Write the next part of the account below of a family visit to the Frontier Cultural Museum, starting right after its last sentence.
-------- Text block --------
The Frontier Cultural Museum was surprisingly good. It basically shows a couple of homes, some of which were brought from overseas, that people lived in before the emigrated to the (then future) USA. The second part is a group of homes like what people would have lived in once they got here. The college age staff was surprisingly upbeat despite the heat, and they seemed anxious to let us help out or interact with the exhibits. In Africa, my DD got to help throw mudballs and build up the brick wall around the structure. In England, a group of late elementary school children was dressed in period costume and they were weeding and baking bread and making jam. The kids even did the tour of the house and were able to answer all our questions. It was pretty impressive. DD was especially impressed with the kids (who were at a historical day camp sponsored by the Museum) and has been begging to go to camp herself nonstop since. The Irish exhibit was based on the linen trade, which fit in exactly with what we found in Ulster during our trip there to the Linen Museum, etc, last Christmas. It was very interesting to see how all that fit together on both sides of the ocean. Germany had impressive structures. The 1740s cabin seems to be something that they build from the ground up, tear down, and then build again. Daddy believes that is the kind of home our people would have lived in at that time. The other homes are pretty fancy by Mississippi standards. I guess Virginia has been light years ahead of Mississippi in wealth since basically forever.
-------- Information shown --------
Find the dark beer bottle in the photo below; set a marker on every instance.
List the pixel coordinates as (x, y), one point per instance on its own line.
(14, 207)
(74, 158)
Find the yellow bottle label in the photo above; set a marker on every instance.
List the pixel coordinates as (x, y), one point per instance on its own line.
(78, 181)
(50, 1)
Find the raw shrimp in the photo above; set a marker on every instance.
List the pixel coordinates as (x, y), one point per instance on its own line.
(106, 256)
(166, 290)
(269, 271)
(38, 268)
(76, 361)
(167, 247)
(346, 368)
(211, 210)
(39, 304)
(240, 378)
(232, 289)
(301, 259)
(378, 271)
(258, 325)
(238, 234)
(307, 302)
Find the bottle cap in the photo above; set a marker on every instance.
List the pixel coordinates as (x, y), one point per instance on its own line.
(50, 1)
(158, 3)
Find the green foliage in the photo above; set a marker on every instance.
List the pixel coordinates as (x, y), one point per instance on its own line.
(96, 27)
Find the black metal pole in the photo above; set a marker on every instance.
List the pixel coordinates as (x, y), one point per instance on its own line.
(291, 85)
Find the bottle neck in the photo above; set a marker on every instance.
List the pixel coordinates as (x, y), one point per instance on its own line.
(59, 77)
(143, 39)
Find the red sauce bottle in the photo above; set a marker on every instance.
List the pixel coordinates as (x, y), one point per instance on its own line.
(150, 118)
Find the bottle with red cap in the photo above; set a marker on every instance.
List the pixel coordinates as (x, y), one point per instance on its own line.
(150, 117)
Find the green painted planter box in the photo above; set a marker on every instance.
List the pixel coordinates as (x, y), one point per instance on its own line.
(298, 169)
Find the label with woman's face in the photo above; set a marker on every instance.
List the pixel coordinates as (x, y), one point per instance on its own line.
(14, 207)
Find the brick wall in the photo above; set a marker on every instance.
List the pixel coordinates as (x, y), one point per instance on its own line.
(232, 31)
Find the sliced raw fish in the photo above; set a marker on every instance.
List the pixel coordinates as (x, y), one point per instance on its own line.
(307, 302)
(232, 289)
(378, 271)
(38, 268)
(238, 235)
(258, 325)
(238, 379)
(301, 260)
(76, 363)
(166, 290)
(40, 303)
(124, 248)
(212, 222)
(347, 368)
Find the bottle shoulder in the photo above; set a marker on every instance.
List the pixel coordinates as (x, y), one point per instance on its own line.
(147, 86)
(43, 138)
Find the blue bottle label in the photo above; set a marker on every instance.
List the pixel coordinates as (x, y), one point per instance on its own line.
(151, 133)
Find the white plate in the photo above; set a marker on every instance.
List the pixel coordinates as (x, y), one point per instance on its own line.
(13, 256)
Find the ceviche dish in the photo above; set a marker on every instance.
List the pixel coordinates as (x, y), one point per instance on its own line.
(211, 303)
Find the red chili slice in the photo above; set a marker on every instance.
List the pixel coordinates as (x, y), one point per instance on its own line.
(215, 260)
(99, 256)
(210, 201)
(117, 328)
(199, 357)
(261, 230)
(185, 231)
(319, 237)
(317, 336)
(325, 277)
--------
● **Output of the task**
On the way home we drove past the Tinkling Springs Church where Susannah was baptized, and grabbed milkshakes for the ride home. DS downloaded a few chapters of Mark Twain’s Roughing It, to listen to on the way home. DS and Daddy are reading his The Innocents Abroad. I finished it last week and have been laughing about it. Daddy had bought me a copy because of our upcoming cruise, and I found I really enjoyed it. ASL is also reading it, too. She found an old copy as part of a whole set of Twain upstairs in her bookshelf that had belonged to her mother. DS is reading the linen-bound copy daddy bought me. Anyway, I was telling them about Roughing it (which talks about Mormons — not very flatteringly, in fact), and so they listened to it as an audiobook. We got through 6-7 chapters and laughed and laughed. The bit about the bull climbing the tree was the last thing we heard.
Anyway, it was a good day. I hope that the kids had a good time. Certainly my dad has done all he can to get them interested in Family History — having given up on me, I suppose. :)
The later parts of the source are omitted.